WORK REQUIRED — An exact, complete copy of the data is all that is needed.

RECORDS FOR THE EXERCISE —
<<<<

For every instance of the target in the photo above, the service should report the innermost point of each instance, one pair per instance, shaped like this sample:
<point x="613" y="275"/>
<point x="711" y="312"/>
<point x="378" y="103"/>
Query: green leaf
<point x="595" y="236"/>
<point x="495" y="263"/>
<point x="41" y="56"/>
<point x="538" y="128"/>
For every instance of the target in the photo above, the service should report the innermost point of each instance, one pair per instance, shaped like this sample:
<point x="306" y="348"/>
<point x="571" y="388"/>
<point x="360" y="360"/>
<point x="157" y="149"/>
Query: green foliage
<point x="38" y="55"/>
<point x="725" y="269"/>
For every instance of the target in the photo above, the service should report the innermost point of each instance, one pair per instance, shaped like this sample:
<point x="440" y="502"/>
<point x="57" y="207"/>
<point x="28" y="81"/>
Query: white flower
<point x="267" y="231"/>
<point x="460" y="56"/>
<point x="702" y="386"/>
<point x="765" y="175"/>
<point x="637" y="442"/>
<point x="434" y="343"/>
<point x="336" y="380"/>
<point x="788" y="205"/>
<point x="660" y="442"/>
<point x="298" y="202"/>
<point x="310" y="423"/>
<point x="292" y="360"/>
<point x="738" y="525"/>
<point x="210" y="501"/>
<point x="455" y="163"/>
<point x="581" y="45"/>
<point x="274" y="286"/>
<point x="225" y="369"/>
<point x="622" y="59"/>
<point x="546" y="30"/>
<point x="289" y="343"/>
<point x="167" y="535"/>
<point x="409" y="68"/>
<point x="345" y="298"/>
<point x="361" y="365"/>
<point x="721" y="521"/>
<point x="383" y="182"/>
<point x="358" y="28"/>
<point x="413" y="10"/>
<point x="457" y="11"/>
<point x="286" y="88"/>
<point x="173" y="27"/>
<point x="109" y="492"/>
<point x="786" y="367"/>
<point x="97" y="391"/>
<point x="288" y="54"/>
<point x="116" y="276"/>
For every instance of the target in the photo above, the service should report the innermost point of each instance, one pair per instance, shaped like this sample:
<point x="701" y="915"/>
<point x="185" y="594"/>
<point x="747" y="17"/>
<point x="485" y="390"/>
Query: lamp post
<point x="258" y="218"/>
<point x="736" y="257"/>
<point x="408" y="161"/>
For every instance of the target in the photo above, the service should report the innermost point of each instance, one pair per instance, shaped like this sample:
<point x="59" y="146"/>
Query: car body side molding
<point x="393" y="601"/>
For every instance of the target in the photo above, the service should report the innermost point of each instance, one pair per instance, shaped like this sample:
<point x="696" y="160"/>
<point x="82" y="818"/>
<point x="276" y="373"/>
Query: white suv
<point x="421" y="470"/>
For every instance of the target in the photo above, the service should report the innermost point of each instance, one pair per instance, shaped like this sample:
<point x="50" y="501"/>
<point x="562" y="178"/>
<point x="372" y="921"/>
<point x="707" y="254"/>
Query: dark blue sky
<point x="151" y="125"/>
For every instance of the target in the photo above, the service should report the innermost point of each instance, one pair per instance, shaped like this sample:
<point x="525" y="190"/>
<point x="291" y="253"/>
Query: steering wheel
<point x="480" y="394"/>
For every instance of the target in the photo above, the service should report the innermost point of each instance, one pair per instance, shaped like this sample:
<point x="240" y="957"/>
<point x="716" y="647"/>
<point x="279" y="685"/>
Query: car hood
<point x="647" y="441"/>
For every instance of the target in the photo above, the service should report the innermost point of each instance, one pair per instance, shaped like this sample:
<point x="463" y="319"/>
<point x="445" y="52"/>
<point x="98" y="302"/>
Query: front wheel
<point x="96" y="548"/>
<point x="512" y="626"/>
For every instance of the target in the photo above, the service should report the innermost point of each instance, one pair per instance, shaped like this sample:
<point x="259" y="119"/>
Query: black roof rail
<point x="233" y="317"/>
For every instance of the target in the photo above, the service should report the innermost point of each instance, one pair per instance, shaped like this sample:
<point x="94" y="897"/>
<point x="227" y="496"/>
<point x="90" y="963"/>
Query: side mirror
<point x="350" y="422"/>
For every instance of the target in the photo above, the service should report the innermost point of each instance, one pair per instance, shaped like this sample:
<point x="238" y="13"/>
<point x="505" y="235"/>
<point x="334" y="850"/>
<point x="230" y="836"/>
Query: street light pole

>>>>

WRITTEN RESPONSE —
For every instance of the target in the photo above, the service should report the innermost point of each instance, one pair per instance, shaped like this sample:
<point x="613" y="275"/>
<point x="711" y="312"/>
<point x="378" y="103"/>
Query: green leaf
<point x="595" y="236"/>
<point x="495" y="263"/>
<point x="41" y="56"/>
<point x="538" y="128"/>
For every instance of the target in the photo above, the service should report the innermost point of each instance, one pair per instance, shaped like this sample:
<point x="306" y="348"/>
<point x="571" y="388"/>
<point x="360" y="360"/>
<point x="157" y="149"/>
Query: green foliage
<point x="38" y="55"/>
<point x="725" y="269"/>
For every instance of the target in the photo above, the service should report the innermost point of each instance, one pair per instance, shaped like this sample:
<point x="440" y="502"/>
<point x="57" y="207"/>
<point x="28" y="81"/>
Query: white flower
<point x="267" y="231"/>
<point x="460" y="56"/>
<point x="702" y="386"/>
<point x="765" y="175"/>
<point x="637" y="442"/>
<point x="434" y="343"/>
<point x="336" y="380"/>
<point x="788" y="205"/>
<point x="660" y="442"/>
<point x="298" y="202"/>
<point x="310" y="423"/>
<point x="292" y="360"/>
<point x="738" y="525"/>
<point x="210" y="501"/>
<point x="455" y="163"/>
<point x="581" y="45"/>
<point x="274" y="286"/>
<point x="225" y="369"/>
<point x="622" y="59"/>
<point x="546" y="30"/>
<point x="289" y="343"/>
<point x="167" y="535"/>
<point x="409" y="68"/>
<point x="345" y="298"/>
<point x="361" y="365"/>
<point x="721" y="521"/>
<point x="383" y="182"/>
<point x="358" y="28"/>
<point x="413" y="10"/>
<point x="457" y="11"/>
<point x="286" y="88"/>
<point x="173" y="27"/>
<point x="109" y="492"/>
<point x="786" y="367"/>
<point x="97" y="391"/>
<point x="288" y="54"/>
<point x="116" y="276"/>
For every instance of the target in the photo above, the service should report the innermost point of each instance, one pair per instance, shaped like this sample:
<point x="701" y="915"/>
<point x="185" y="594"/>
<point x="747" y="17"/>
<point x="485" y="390"/>
Query: lamp post
<point x="258" y="218"/>
<point x="736" y="257"/>
<point x="408" y="161"/>
For every instance of the target in the photo above, the service should report the innermost point of each instance, one pair per instance, shaped like this sample:
<point x="59" y="146"/>
Query: car body side molding
<point x="393" y="601"/>
For every instance of the target in the photo above, the service should report the innermost point of each instance, one pair per instance, shaped like this sample:
<point x="696" y="160"/>
<point x="82" y="818"/>
<point x="276" y="373"/>
Query: white suv
<point x="421" y="470"/>
For every instance of the target in the photo above, the service should report the innermost point of each instance, one pair per instance, shaped like this sample:
<point x="50" y="501"/>
<point x="562" y="178"/>
<point x="372" y="921"/>
<point x="707" y="254"/>
Query: dark blue sky
<point x="151" y="125"/>
For every instance of the target in the photo above, the service should report the innermost point of each instance, one pair per instance, shaped like this sample:
<point x="525" y="190"/>
<point x="291" y="253"/>
Query: steering wheel
<point x="480" y="394"/>
For every instance of the target in the photo above, the service should report the innermost point of each instance, one pair per instance, shaped like this sample:
<point x="240" y="957"/>
<point x="716" y="647"/>
<point x="279" y="685"/>
Query: car hood
<point x="647" y="441"/>
For every instance of the target in the photo above, the service should report the innermost point of each instance, one pair per instance, shaped like this sample:
<point x="463" y="319"/>
<point x="445" y="52"/>
<point x="98" y="302"/>
Query: front wheel
<point x="96" y="548"/>
<point x="512" y="626"/>
For every instance of the target in the photo above, the service should report the innermost point of each instance, one pair per instance, shaped like this sample:
<point x="259" y="119"/>
Query: black roof rail
<point x="233" y="317"/>
For every instance of the target in the photo above, the service should report the innermost point of each instance, one pair per instance, shaped like this sample:
<point x="94" y="897"/>
<point x="227" y="496"/>
<point x="90" y="963"/>
Query: side mirror
<point x="350" y="422"/>
For every instance of the target in the photo above, the service should report the innermost point of each instance, one pair per instance, shaped like this sample:
<point x="238" y="13"/>
<point x="505" y="235"/>
<point x="334" y="850"/>
<point x="230" y="836"/>
Query: street light pole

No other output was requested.